## EXERCISE
The line containing "--detect young woman with dark hair" marks the end: quote every line from the start of the records below through it, word for word.

## INFORMATION
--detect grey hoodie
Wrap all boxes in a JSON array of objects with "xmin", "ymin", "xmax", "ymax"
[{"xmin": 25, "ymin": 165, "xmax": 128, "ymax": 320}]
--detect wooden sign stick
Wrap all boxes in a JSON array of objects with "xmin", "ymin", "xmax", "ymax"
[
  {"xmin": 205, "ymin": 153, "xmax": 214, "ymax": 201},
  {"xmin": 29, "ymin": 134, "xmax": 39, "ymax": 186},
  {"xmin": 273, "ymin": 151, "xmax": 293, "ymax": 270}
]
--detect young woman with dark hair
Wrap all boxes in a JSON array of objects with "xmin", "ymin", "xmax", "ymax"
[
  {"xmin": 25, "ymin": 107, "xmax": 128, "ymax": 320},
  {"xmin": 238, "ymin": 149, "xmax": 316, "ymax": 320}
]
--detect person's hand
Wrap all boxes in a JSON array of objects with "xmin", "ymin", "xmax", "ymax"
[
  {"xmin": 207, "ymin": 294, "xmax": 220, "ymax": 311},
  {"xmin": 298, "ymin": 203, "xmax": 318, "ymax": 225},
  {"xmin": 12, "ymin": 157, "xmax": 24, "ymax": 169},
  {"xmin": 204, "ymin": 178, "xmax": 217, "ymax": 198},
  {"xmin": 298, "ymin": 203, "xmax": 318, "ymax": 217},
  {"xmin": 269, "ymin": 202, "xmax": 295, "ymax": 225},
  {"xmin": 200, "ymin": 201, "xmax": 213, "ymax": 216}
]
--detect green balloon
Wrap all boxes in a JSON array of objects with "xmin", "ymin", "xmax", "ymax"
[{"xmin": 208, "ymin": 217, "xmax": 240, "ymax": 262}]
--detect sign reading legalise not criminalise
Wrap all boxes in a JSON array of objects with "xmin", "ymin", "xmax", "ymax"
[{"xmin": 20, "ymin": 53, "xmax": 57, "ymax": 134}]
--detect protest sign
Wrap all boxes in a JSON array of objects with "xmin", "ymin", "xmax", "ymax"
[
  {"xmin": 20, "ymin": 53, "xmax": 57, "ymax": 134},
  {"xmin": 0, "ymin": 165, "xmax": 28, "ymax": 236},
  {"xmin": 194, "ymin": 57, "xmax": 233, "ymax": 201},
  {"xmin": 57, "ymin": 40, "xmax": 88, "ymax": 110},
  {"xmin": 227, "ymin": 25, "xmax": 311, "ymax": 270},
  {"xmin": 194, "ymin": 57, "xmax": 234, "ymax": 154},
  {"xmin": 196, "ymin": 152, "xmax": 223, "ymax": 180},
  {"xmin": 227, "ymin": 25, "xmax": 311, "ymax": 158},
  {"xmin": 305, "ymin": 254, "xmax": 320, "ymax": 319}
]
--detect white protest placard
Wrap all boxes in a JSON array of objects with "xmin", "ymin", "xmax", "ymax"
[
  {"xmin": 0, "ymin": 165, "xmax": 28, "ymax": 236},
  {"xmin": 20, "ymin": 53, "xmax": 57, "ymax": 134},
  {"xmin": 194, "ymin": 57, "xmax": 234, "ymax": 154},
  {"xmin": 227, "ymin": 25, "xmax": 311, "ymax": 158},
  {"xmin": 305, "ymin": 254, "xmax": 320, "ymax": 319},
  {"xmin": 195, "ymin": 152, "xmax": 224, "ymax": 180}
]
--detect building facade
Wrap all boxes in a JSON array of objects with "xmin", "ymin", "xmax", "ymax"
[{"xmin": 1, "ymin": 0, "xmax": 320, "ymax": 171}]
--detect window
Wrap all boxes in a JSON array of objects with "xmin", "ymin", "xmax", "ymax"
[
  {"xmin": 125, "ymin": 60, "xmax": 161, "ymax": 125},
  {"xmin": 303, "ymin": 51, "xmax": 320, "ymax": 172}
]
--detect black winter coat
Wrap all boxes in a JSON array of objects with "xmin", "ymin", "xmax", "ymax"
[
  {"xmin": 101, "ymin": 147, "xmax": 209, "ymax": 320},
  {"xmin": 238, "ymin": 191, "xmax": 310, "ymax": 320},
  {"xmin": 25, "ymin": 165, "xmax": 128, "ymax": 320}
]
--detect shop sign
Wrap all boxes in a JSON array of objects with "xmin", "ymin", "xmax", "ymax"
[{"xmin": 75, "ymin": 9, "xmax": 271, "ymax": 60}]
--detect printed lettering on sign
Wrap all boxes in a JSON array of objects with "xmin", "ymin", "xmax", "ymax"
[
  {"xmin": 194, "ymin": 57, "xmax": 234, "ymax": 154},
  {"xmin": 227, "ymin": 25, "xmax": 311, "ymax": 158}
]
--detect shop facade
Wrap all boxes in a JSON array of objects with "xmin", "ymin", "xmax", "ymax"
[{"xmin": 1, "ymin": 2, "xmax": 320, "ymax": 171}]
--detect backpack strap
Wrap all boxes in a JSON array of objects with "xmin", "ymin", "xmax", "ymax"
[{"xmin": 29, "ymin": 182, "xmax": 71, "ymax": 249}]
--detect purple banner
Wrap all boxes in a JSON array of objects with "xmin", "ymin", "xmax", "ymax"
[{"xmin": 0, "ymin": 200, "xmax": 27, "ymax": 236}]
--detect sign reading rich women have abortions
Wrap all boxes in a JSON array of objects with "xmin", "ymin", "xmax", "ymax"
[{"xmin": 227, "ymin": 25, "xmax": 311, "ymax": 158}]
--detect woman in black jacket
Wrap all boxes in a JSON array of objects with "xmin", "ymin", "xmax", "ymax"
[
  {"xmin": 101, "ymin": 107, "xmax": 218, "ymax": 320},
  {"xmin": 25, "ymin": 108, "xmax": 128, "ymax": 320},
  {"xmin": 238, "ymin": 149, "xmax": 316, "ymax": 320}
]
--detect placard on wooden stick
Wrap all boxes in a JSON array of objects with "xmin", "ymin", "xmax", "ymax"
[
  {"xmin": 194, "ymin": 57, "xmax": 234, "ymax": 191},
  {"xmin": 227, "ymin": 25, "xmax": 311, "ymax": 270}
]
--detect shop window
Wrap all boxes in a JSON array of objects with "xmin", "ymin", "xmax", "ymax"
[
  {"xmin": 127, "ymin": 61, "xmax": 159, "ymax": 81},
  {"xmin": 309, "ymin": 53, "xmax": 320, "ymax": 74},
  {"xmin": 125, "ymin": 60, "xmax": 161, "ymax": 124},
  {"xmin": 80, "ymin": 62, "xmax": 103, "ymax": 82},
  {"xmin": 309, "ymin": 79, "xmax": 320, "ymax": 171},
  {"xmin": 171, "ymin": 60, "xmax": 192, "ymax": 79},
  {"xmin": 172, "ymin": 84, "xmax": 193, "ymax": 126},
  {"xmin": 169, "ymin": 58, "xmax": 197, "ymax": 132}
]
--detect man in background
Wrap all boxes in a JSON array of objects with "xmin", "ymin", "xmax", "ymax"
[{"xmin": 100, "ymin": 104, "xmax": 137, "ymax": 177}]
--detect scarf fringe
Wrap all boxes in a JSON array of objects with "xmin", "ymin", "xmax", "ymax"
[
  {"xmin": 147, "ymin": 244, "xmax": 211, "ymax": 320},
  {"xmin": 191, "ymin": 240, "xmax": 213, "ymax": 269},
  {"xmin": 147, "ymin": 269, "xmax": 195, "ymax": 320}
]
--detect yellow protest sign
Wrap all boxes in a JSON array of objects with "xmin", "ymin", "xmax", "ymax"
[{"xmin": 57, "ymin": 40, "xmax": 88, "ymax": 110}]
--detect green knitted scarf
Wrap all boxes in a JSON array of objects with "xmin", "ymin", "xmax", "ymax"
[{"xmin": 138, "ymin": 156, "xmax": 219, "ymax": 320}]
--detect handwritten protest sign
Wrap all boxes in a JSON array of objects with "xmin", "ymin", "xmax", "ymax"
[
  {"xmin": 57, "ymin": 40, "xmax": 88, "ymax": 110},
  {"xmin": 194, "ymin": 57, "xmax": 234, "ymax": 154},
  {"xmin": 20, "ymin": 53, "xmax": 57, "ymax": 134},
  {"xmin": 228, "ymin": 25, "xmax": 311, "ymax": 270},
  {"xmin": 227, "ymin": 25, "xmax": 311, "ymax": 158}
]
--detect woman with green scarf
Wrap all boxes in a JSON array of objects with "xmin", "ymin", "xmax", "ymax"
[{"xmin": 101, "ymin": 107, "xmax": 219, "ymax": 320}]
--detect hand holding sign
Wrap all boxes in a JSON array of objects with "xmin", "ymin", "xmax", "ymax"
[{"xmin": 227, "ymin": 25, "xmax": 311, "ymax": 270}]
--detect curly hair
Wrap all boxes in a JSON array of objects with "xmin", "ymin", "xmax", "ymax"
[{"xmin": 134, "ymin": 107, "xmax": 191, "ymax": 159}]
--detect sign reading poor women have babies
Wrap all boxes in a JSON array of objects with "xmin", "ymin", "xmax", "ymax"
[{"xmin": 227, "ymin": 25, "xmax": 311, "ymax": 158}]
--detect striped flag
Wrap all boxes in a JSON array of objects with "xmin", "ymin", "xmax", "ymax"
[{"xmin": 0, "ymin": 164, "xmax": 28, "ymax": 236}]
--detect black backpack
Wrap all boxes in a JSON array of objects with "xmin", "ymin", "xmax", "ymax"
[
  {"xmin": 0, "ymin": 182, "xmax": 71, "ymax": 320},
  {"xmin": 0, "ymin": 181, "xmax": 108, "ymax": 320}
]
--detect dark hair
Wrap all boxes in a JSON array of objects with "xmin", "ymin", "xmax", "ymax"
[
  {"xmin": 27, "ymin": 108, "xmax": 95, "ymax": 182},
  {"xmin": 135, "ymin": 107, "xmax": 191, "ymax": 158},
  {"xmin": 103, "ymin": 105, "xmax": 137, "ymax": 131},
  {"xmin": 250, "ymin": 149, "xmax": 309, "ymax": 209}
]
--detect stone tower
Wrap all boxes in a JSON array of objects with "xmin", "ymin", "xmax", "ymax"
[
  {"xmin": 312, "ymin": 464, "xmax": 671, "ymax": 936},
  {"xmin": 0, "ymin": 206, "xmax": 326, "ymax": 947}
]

## RESULT OF THE EXERCISE
--detect grey hoodie
Wrap all boxes in a JSON array of objects with "xmin", "ymin", "xmax", "ymax"
[{"xmin": 25, "ymin": 165, "xmax": 128, "ymax": 320}]
--detect wooden sign stick
Wrap all boxes in a JSON array of objects with "xmin", "ymin", "xmax", "ymax"
[
  {"xmin": 205, "ymin": 153, "xmax": 214, "ymax": 201},
  {"xmin": 29, "ymin": 134, "xmax": 39, "ymax": 186},
  {"xmin": 273, "ymin": 151, "xmax": 293, "ymax": 270}
]
--detect young woman with dark hair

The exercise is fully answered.